### EXERCISE BRIEF
Write out all of the data without omission, exactly as shown.
* start ENTRIES SUPPLIED *
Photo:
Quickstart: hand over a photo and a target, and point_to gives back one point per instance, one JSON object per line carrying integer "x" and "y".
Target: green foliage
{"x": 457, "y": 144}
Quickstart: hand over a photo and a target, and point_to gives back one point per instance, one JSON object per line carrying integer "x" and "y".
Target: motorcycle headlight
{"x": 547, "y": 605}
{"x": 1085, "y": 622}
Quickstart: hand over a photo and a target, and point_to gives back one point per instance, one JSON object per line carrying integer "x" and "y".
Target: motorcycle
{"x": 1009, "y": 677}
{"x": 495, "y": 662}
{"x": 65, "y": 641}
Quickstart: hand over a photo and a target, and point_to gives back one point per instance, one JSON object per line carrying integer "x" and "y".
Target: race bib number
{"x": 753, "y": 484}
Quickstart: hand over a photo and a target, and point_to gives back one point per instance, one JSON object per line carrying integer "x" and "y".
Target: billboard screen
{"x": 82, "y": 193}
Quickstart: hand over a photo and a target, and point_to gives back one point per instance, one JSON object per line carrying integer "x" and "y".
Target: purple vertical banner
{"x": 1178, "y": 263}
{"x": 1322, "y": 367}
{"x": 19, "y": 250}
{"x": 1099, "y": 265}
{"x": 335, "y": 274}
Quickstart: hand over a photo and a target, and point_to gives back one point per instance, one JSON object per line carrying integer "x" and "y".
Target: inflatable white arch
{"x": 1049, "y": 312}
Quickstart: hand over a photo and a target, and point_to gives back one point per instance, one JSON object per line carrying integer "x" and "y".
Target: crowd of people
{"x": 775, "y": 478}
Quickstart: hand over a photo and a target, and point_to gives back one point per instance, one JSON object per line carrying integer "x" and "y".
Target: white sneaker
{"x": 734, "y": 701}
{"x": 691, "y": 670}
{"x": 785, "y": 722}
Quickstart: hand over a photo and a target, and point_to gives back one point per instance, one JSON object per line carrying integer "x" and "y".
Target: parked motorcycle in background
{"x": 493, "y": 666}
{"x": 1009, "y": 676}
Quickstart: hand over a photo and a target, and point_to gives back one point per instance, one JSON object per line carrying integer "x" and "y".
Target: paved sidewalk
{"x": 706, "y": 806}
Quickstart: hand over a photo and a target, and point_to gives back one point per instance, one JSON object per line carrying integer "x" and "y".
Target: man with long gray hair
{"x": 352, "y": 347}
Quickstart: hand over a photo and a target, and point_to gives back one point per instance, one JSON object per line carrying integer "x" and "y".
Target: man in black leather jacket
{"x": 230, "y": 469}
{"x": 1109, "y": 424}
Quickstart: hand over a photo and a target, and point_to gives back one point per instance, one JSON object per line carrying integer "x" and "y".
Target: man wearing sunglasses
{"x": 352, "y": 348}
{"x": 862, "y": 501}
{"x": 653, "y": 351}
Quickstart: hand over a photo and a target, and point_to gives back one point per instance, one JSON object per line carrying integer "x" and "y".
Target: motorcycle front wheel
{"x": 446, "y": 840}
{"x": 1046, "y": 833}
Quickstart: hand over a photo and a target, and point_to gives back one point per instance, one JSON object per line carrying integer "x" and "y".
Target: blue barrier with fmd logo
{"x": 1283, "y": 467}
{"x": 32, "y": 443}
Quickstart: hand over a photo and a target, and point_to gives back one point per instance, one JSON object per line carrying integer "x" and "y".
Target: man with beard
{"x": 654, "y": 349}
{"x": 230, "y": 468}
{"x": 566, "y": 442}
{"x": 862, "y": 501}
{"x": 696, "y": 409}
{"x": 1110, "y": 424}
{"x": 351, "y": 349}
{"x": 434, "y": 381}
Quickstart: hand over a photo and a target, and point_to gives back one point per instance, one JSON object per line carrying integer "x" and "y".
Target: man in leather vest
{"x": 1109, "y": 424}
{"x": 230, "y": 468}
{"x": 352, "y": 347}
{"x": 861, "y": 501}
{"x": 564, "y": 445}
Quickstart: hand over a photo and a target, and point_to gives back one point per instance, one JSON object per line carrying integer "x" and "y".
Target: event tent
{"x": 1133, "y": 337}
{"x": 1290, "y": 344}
* end ENTRIES SUPPLIED *
### SOLUTION
Photo:
Quickstart: hand over a photo and a target, and point_to gives back one point per instance, one JSON object per line carrying integer "x" and "y".
Target: green foliage
{"x": 457, "y": 144}
Quickstart: hand over a photo and a target, and point_to gives back one point per instance, one JSON object per line carrying integer "x" and "y".
Target: motorcycle headlight
{"x": 547, "y": 605}
{"x": 1085, "y": 622}
Quickstart: hand over a photo and a target, and point_to gives back one point per instance, one JSON object per line carrying integer "x" and "y".
Target: motorcycle
{"x": 1009, "y": 677}
{"x": 495, "y": 662}
{"x": 65, "y": 641}
Quickstart: hand over a photo and a target, and point_to gives back one point per instance, one JSON object per line carrying integer "x" and "y".
Target: race bib number
{"x": 753, "y": 484}
Quickstart: hand over a photo and a target, and point_to gives back one point per instance, one JSON object per line carrying integer "x" and "y".
Target: billboard screen
{"x": 82, "y": 193}
Quickstart: hand over a photo and a target, and point_to gives back one point per instance, one JSON object per line carrying integer "x" and "y".
Target: purple vertical banner
{"x": 1178, "y": 263}
{"x": 1322, "y": 367}
{"x": 19, "y": 250}
{"x": 1099, "y": 265}
{"x": 335, "y": 274}
Quickstart: hand over a photo and a target, and point_to gives back one point per instance, one JSON object per line carrying integer "x" and "y".
Target: inflatable white arch
{"x": 1049, "y": 312}
Quickstart: hand over a photo and a target, and point_to gives back one point per instance, one JSON object per line carrying integer "x" and "y".
Target: crowd of people
{"x": 775, "y": 478}
Quickstart: hand over a photo and a target, and point_to gives back one point per instance, one JSON object per line carrying integer "x" and "y".
Target: white sneaker
{"x": 734, "y": 701}
{"x": 691, "y": 670}
{"x": 785, "y": 722}
Quickstart: hand over a photo and a target, and point_to gives back one point per instance, one JSON object per line carrying integer "x" and "y".
Target: parked motorcycle in background
{"x": 493, "y": 666}
{"x": 1009, "y": 676}
Quickstart: hand over a photo and a target, and point_to gives back one point per instance, one JSON object per line carrying integer "x" and "y".
Target: paved sidewalk
{"x": 706, "y": 806}
Quickstart: hand over a photo and a target, and point_to gives back one point per instance, one JSON object per line carrying integer "x" and "y".
Target: man with long gray hair
{"x": 352, "y": 347}
Quickstart: hand over a photo and a target, and point_to gives back one point per instance, one JSON object per line carrying integer "x" and "y".
Target: man in black leather jacket
{"x": 230, "y": 469}
{"x": 1109, "y": 424}
Quickstart: hand over a photo and a target, and point_to gives back one point per instance, one JSON object per line carrying integer "x" and "y".
Target: man wearing sunglasses
{"x": 352, "y": 348}
{"x": 862, "y": 501}
{"x": 653, "y": 351}
Quickstart: hand over a photo and a target, and point_to gives back one point per instance, one JSON object per line carrying integer "x" and "y".
Target: motorcycle front wheel
{"x": 446, "y": 840}
{"x": 1046, "y": 833}
Quickstart: hand over a photo and a target, and point_to gives back one point per instance, one JSON object per line carrying integer "x" and "y".
Target: blue barrier with fmd logo
{"x": 1283, "y": 467}
{"x": 32, "y": 443}
Quickstart: hand over a photo and a target, and point_to gives back one point per instance, one JSON object per line carrying integer "x" and "y".
Target: man with beard
{"x": 654, "y": 349}
{"x": 230, "y": 468}
{"x": 566, "y": 442}
{"x": 862, "y": 501}
{"x": 696, "y": 409}
{"x": 1110, "y": 424}
{"x": 351, "y": 349}
{"x": 434, "y": 381}
Quickstart: hand over a photo and a target, and point_to gives back one point per instance, one JSON object per line carrying integer "x" and "y".
Target: man in leather vest
{"x": 1109, "y": 424}
{"x": 230, "y": 468}
{"x": 352, "y": 347}
{"x": 861, "y": 501}
{"x": 564, "y": 445}
Quickstart: hand over a photo and a target, and point_to gives back one point per instance, one JSON object per line carrying integer "x" and "y".
Target: event tent
{"x": 1133, "y": 337}
{"x": 1290, "y": 344}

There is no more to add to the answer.